§ **Text to read**
On Tuesday afternoon, the National Weather Service released data indicating some places in North Miami-Dade and Broward did experience sustained category 1 hurricane-force winds. Sustained winds are considered to be a minute or longer.

Gables commissioners reinforced their determination Tuesday to move ahead with legal action to force Florida Power & Light to do better.

"The resolve is strong. We continue to believe that there needs to be better infrastructure and better preparation by FPL," said Gables City Attorney Craig Leen.

An attorney for FPL, Alvin Davis, sent Coral Gables a letter last night, saying the city is "uninformed," that the Gables and no other city can tell FPL what to do, and called the threat of a lawsuit "a wholly gratuitous distraction."

Leen responded, saying, in part, "I am hopeful that we can find a way forward where FPL will meet with the City in an effort to resolve the issues the City is concerned about for itself and communities throughout South Florida."

The company, citing pending litigation, has declined to comment beyond its original statement slamming the city.

The city, at Tuesday's meeting, presented photographs of what it calls FPL's decrepit, ancient power grid.

"We have been neglected by FPL. Our transformers, most of our transformers, are 60 years old," said Mayor Raul Valdes-Fauli. "There are polls, termite-ridden polls, that should have been replaced many years ago," the mayor said.

The Gables is considering burying power lines, an expensive proposition that FPL, by law, would not have to pay for. Despite FPL's denials, the Gables insists power was lost, or turned off, before Irma got here.

"The hurricane arrived on Saturday. I lost power Friday morning, the day before. To me that is absolutely unacceptable," said Commissioner Vince Lago.

Something has to change dramatically the city says.

"There was a tremendous amount of loss of power related to a tropical storm," said Commissioner Patricia Keon.

Imagine what would have happened, she said, if Irma had struck Southeast Florida as a powerful hurricane.

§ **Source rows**

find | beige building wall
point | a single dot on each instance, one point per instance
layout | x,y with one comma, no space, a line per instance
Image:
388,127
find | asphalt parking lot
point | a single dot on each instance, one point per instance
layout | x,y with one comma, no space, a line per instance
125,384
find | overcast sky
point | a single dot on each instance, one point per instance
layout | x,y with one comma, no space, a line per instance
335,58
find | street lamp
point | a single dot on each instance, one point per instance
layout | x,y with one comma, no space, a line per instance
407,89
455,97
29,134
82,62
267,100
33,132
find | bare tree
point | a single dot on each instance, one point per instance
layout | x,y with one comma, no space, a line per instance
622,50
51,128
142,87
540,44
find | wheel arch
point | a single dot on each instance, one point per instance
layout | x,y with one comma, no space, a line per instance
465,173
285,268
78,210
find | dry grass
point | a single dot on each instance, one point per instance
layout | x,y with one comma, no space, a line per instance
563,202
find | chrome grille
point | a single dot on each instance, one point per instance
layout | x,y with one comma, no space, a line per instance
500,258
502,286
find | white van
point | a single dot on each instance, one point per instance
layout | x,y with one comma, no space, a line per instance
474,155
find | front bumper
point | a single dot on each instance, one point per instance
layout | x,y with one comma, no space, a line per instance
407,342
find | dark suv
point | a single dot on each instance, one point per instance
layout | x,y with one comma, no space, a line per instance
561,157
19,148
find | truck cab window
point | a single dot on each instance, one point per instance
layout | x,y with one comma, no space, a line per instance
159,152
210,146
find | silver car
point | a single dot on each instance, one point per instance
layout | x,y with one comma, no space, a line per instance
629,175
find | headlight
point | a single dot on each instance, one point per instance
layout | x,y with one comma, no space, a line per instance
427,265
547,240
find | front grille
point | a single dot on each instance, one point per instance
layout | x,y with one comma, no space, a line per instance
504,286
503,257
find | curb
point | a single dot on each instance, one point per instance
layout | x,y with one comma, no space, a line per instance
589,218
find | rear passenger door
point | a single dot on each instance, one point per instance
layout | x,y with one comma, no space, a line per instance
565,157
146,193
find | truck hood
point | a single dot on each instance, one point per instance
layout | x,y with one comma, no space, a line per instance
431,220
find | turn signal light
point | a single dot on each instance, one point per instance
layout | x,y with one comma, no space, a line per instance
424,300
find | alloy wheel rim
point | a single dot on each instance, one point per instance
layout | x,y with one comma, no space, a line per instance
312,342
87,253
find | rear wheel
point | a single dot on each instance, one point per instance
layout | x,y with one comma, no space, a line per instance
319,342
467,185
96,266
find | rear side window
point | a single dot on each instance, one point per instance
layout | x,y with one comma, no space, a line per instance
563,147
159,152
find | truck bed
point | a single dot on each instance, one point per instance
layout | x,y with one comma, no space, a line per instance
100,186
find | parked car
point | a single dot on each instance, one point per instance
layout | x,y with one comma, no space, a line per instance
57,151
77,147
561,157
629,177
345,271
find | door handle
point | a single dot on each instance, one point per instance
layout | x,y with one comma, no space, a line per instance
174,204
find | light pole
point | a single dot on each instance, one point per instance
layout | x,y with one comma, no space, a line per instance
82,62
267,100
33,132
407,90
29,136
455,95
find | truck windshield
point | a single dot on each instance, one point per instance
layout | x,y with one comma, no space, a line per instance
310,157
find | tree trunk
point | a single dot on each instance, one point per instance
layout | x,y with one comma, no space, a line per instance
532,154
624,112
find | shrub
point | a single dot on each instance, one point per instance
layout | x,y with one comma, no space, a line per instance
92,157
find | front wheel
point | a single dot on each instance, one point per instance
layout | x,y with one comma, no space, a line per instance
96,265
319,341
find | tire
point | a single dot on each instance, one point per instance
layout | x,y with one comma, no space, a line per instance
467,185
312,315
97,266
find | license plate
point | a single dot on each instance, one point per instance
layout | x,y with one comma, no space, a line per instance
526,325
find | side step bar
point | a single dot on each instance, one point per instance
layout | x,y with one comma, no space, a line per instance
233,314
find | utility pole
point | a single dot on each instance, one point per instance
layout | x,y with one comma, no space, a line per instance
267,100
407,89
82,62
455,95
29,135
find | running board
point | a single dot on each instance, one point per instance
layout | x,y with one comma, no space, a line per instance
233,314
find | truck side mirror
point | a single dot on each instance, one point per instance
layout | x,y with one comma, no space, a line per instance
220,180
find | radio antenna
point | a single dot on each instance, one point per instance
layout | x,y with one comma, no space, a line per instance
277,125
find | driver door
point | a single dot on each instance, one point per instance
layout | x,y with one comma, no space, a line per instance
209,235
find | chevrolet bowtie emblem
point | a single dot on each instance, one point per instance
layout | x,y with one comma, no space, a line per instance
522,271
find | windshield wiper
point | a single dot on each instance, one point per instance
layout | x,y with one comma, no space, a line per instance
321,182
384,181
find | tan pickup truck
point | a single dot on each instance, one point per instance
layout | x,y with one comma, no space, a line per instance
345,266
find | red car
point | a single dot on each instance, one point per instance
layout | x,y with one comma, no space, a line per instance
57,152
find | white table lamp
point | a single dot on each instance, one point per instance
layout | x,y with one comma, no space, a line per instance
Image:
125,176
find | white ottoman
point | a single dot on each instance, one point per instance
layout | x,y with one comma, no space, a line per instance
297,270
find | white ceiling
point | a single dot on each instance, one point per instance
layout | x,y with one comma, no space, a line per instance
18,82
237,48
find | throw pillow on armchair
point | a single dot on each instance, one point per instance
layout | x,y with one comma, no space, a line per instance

§ **Task objective**
Replace "power grid" with "electrical system" in the article, and write out the stretch from "The city, at" through "Commissioner Vince Lago." with that change. These rows come from a different source than the article.

§ **Solved exercise**
The city, at Tuesday's meeting, presented photographs of what it calls FPL's decrepit, ancient electrical system.

"We have been neglected by FPL. Our transformers, most of our transformers, are 60 years old," said Mayor Raul Valdes-Fauli. "There are polls, termite-ridden polls, that should have been replaced many years ago," the mayor said.

The Gables is considering burying power lines, an expensive proposition that FPL, by law, would not have to pay for. Despite FPL's denials, the Gables insists power was lost, or turned off, before Irma got here.

"The hurricane arrived on Saturday. I lost power Friday morning, the day before. To me that is absolutely unacceptable," said Commissioner Vince Lago.